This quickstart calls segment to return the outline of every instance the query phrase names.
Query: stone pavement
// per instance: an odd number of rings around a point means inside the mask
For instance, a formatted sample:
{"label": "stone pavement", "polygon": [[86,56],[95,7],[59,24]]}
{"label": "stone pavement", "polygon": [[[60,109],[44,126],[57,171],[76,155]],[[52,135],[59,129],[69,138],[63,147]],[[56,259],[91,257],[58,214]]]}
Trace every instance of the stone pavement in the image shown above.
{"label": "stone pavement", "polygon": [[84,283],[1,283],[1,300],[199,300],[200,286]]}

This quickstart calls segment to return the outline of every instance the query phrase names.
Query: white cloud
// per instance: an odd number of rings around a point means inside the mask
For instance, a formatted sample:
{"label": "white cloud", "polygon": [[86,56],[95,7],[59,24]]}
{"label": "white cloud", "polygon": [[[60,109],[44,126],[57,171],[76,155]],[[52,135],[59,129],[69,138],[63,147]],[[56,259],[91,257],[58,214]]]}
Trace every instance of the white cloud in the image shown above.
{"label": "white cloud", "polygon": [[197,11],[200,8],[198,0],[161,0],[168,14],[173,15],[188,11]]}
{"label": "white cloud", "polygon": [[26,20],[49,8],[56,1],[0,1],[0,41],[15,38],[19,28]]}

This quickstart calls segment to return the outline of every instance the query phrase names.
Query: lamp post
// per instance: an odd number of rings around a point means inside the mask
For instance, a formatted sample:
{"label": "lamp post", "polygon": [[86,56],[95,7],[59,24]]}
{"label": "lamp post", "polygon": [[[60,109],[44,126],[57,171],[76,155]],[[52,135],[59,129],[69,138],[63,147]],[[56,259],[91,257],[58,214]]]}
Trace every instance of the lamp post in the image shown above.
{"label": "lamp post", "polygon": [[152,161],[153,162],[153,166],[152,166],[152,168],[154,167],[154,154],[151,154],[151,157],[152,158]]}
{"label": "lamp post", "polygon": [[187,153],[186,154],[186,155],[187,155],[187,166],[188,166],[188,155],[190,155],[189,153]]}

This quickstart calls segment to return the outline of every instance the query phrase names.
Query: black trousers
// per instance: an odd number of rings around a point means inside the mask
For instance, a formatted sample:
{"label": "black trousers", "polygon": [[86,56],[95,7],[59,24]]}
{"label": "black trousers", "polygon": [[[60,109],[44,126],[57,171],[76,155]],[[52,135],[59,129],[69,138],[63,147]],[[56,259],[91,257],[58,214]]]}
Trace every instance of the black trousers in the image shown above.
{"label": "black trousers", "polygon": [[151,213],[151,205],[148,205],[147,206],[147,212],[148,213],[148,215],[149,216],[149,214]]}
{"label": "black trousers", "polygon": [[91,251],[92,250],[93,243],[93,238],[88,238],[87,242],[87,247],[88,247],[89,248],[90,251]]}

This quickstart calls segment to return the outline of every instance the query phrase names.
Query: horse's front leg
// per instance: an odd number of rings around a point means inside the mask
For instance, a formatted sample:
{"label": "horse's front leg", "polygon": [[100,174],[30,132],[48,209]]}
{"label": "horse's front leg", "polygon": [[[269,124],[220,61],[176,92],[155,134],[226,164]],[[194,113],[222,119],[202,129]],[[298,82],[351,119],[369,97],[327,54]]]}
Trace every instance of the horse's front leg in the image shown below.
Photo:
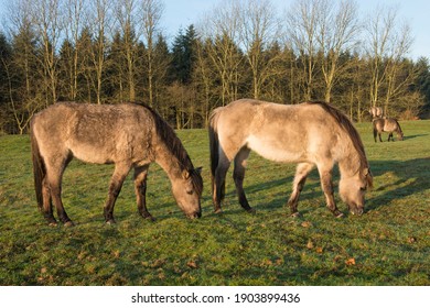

□ □ □ □

■ **Exercise objective**
From the entries above, copy every line that contains the string "pavement". Case counts.

■ **Complete response**
Query: stone pavement
{"label": "stone pavement", "polygon": [[86,56],[95,7],[59,24]]}
{"label": "stone pavement", "polygon": [[[60,109],[44,126],[57,171],[76,155]],[[52,135],[59,129],[69,138],[63,147]],[[56,259],[91,257],[58,214]]]}
Trace every instance of the stone pavement in the image shown above.
{"label": "stone pavement", "polygon": [[84,283],[1,283],[1,300],[199,300],[200,286]]}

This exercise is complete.